→ **DOCUMENT PASSAGE**
****************
The grammar of sickness
Stay well! From a dictionary of Kamloops Chinuk Wawa that I’ve finished but haven’t yet published, here’s a very topical entry.
For all of you learners of Chinook Jargon, I’ll add a useful note after this quoted block…
(also) sip, sk, slk, sp, stk, shk [Here I’m listing the various Chinuk Pipa spellings used by the Salish 1890s Chinuk Pipa writers, because some letters of that alphabet are very similar to others.]
– adjective (attributive). upset…, sick…
wal nsaika drit klahawiam kopa iakwa kwanisim drit sik tomtom kwanisim kopa iakwa [149.003] [The bracketed numbers tell which source document, and which line of it, contain the quoted example.]
Well, we’ve been really pitiful around here, [we] kept feeling really sorry all the time over here.
– adjective (predicative). ill, hurt.
ilo ayu sik alta kokit iht tonas iaka drit stk [020.012]
Not many are ill right now, just one child is really sick.
– noun. sickness, illness.
klunas kapit ukuk sik [121.015]
I reckon this sickness is over.
A standard Chinook Jargon term. (sick Thomas 1970 :95, sik CTGR 2011:194; S. Johnson 1978:408-409 s.v. SICK has sik Le Jeune 1924:6, ‘a common English word’ p.16 and from the same region sick ‘unwell, sick, etc.’ Lindley 1862:35; sick Good 1880:26; sik Nê’luk [n.d.]; sik Le Jeune 1892:11.) Ultimately from English ‘sick’.
— in phrases.
—- adjective idiom (pred.). healthy.
alta naika tlus naika ilo sik [096.016]
Right now I’m well, I’m healthy.
Synonymous with skukum. A mention of the writer’s and/or his people’s health is customary in the shorthand letters, as is the opening naika tiki wawa kopa maika (etc.) ‘I want to talk to you’ and the closing naika nim… ‘My name is…’.
—- noun idiom. cold, flu.
kopit klaska tlap tanas= kol sik [115.010] [The equals sign in my dictionary marks a grammatical prefix, here, the Diminutive.]
They’ve just got a bit of the cold.
A standard Chinook Jargon phrase.
latit … sik [The intervening … tells you that other words can come between the elements of a given phrase.]
—- noun idiom. to have a headache.
pi klunas maika ilo drit komtaks ikta iaka= siisim ukuk pipa pi latit ayu= sik ukuk son [115.020]
And I reckon you won’t really understand what this letter says, but I have a headache today.
Latit is used without a possessive pronoun to express ‘my head’ in ; in KCW possession of body parts (e.g. also lipii) can optionally be handled this way.
****************
→ **SET PROBLEM 1**
List every bracketed source reference (source document and line number) attached to a quoted Chinuk Wawa sentence in the dictionary entry.
The dictionary entry and the entries that follow it were drawn from unrelated sources.
****************
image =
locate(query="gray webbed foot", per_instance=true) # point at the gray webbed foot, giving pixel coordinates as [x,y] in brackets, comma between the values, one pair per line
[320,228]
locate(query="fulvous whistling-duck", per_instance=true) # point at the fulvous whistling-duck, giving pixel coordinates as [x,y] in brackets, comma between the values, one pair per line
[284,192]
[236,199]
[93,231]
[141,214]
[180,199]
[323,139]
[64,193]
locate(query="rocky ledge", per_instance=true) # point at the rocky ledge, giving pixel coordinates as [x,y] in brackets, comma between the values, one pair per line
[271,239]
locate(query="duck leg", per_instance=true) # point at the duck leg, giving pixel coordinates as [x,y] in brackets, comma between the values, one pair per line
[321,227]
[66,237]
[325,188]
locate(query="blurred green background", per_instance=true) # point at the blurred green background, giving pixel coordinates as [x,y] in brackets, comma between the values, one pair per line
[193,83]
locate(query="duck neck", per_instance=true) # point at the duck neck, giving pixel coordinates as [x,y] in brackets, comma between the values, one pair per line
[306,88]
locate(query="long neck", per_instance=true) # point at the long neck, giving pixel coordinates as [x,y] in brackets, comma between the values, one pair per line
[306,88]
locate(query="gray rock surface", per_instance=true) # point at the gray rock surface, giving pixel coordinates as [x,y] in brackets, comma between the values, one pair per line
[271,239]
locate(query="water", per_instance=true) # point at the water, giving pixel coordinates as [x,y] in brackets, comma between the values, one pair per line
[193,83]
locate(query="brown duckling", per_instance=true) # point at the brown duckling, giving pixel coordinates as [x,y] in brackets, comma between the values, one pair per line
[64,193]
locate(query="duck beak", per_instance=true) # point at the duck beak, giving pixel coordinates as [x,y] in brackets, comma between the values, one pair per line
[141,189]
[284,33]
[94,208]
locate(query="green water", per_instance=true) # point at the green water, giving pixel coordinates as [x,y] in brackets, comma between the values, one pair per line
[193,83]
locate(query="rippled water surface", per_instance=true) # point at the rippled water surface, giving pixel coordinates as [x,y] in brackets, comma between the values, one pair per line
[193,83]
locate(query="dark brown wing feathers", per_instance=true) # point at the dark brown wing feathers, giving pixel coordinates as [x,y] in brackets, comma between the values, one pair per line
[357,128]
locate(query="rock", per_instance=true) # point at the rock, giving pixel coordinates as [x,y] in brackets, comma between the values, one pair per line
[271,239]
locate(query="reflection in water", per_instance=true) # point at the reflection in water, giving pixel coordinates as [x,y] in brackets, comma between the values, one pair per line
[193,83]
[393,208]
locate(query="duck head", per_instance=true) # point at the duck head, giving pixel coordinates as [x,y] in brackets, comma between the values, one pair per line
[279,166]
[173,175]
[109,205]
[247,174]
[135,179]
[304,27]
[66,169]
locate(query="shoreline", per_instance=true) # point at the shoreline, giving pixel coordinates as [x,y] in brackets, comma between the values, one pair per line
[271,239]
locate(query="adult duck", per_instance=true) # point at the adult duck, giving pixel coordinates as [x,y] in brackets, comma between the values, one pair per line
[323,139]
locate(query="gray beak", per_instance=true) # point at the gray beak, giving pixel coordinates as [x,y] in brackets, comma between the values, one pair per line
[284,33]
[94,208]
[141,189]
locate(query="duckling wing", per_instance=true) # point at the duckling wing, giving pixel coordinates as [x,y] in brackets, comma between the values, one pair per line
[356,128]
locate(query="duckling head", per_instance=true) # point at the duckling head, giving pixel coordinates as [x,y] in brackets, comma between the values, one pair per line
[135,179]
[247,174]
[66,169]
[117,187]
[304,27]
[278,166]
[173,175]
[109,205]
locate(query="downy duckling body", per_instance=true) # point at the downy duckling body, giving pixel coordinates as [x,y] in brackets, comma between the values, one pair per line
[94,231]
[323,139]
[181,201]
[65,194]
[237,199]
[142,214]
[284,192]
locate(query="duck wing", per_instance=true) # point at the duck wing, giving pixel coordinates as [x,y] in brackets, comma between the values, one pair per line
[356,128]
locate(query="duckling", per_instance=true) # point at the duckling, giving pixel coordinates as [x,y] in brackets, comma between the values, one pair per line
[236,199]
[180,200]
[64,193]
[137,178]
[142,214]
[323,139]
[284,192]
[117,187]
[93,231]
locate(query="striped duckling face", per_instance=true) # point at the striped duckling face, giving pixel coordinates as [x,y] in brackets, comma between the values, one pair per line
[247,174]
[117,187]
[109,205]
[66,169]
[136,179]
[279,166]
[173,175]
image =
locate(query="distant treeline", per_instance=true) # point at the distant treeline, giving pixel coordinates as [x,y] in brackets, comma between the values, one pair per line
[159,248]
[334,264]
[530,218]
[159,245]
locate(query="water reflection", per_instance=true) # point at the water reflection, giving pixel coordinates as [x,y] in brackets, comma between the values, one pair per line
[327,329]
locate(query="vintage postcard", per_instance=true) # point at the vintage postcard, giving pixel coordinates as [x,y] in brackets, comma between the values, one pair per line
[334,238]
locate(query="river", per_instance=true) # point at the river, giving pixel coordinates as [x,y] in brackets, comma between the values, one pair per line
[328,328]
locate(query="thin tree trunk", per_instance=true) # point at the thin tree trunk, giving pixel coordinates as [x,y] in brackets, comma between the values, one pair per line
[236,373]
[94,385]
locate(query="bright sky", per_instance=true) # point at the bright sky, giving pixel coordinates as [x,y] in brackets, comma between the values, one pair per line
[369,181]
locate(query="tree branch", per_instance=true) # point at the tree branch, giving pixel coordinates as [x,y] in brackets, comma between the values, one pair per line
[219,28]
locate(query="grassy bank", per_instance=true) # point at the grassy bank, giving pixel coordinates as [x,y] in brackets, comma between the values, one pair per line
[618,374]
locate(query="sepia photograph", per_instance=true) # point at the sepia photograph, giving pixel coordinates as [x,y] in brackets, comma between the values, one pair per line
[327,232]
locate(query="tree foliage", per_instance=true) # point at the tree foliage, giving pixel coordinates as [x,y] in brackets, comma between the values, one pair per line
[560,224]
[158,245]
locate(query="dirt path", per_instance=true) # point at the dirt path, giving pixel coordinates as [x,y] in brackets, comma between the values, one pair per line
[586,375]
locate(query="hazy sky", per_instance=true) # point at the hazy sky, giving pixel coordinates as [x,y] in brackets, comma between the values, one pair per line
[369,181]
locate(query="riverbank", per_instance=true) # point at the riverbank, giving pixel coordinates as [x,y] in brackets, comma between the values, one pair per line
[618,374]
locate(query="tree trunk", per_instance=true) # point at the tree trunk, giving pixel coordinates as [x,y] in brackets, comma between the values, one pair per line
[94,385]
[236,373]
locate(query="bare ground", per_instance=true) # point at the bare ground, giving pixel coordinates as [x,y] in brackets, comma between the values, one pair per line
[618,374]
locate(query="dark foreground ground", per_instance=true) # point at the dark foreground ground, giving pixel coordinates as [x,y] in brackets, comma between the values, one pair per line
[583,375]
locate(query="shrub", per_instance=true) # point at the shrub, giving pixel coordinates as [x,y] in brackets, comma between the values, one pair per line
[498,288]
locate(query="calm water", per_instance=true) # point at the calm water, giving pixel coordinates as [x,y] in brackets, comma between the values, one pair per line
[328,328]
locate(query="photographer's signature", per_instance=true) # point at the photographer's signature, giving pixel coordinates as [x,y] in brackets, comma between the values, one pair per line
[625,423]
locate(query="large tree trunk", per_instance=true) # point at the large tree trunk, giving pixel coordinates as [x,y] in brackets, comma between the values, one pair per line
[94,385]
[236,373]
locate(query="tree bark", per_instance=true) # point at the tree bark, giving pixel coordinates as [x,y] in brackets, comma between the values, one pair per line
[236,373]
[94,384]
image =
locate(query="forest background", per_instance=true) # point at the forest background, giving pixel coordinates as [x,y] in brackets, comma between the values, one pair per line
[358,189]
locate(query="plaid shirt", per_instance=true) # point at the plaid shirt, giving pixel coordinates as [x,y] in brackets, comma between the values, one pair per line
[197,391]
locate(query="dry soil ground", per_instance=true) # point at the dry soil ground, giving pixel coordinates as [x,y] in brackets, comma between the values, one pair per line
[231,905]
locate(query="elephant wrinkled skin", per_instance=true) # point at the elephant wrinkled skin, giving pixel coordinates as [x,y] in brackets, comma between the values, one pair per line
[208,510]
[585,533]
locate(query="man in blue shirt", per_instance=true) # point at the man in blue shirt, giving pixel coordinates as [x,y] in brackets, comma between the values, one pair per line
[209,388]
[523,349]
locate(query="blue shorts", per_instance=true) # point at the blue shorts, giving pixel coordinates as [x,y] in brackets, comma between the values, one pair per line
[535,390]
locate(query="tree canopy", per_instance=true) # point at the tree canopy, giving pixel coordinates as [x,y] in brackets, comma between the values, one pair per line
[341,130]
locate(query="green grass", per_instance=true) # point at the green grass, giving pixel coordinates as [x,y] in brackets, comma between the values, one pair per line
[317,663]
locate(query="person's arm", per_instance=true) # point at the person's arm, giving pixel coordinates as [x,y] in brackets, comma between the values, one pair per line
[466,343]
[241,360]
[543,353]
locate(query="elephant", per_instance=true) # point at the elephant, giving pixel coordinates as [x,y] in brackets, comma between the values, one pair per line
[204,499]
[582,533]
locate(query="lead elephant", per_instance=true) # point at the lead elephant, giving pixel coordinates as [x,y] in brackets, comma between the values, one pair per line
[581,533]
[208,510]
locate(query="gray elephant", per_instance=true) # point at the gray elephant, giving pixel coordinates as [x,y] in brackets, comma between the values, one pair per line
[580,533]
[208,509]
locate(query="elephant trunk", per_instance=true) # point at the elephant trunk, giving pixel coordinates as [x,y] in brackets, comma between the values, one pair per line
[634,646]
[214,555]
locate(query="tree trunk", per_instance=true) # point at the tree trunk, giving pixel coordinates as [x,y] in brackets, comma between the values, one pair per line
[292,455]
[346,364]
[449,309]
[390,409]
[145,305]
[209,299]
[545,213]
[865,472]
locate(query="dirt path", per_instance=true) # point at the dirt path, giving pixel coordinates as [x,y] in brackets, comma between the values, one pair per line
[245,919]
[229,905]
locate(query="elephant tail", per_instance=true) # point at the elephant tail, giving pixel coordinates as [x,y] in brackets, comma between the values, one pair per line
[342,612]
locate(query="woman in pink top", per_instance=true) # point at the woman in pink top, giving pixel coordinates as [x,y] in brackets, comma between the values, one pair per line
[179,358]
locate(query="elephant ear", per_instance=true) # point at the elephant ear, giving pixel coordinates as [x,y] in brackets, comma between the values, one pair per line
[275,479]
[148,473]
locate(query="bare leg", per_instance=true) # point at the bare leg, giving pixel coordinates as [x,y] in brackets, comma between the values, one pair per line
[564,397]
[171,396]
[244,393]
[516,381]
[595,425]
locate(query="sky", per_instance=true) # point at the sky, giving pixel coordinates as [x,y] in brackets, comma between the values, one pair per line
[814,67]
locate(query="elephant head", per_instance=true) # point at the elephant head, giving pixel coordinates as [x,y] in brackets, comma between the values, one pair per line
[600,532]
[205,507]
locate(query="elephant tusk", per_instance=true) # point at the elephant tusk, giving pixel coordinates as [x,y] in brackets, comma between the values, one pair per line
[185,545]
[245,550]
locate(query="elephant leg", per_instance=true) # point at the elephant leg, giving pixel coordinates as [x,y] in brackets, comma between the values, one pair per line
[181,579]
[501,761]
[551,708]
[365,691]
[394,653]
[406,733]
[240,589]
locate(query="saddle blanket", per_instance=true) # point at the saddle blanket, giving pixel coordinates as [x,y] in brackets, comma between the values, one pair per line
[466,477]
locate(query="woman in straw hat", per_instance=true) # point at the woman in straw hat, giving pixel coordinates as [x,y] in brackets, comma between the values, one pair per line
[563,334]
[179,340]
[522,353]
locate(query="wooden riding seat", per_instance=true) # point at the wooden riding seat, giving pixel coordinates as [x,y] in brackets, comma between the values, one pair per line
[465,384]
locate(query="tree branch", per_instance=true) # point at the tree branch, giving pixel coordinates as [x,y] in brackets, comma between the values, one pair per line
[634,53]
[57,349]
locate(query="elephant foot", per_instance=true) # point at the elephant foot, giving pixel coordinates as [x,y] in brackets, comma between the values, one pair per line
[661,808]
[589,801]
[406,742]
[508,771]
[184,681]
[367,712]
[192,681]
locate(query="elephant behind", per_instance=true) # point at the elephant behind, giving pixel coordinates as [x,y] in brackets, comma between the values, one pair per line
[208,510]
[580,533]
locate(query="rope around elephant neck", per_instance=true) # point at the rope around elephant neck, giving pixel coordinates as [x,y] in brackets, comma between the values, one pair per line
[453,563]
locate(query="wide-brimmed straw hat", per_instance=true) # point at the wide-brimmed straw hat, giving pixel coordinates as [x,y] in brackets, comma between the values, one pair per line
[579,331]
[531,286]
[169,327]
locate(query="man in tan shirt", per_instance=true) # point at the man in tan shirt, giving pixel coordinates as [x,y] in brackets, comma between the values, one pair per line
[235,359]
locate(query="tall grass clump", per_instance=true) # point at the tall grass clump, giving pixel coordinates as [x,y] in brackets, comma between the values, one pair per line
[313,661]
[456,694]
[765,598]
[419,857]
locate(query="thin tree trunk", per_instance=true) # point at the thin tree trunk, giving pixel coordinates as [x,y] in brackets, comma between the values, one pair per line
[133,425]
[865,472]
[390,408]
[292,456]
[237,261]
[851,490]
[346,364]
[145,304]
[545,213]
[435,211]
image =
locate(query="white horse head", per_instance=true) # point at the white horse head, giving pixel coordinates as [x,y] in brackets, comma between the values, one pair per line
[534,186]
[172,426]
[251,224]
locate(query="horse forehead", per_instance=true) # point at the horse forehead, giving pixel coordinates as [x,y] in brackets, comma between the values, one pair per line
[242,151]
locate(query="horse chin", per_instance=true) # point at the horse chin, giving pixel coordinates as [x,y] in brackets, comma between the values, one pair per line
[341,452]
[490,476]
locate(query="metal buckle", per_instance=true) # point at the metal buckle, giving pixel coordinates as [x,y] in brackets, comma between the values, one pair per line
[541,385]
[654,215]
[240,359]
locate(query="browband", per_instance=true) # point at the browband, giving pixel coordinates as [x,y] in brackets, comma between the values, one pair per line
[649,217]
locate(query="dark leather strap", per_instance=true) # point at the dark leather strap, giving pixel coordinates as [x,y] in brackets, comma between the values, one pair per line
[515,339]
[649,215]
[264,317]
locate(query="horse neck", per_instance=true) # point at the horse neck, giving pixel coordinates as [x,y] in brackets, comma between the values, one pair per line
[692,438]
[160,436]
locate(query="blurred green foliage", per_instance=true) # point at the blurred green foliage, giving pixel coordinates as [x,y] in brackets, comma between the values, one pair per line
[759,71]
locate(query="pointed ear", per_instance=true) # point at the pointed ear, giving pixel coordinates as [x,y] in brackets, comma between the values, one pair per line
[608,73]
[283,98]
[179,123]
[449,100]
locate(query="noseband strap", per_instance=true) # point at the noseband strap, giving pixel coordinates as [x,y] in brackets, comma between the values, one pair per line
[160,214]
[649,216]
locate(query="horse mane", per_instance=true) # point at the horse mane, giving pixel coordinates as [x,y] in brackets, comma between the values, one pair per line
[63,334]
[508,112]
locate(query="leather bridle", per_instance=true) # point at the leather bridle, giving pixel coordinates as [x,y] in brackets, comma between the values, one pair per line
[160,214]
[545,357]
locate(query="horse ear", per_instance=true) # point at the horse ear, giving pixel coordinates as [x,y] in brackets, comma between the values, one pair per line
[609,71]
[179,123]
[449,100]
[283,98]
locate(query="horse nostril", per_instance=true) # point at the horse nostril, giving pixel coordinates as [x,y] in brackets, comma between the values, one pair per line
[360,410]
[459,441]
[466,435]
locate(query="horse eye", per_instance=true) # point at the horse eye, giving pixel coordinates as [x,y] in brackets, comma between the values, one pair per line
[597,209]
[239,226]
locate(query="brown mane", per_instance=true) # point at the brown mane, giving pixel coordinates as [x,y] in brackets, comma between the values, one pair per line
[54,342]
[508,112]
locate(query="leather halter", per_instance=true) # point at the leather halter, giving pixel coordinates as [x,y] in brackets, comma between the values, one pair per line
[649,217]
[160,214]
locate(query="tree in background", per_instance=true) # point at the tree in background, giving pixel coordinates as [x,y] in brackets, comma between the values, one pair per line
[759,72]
****************
→ **SET PROBLEM 2**
Count the lines of the entries that contain the string "brown". Give only the number.

→ **COMPLETE ANSWER 1**
[149.003], [020.012], [121.015], [096.016], [115.010], [115.020]

→ **COMPLETE ANSWER 2**
3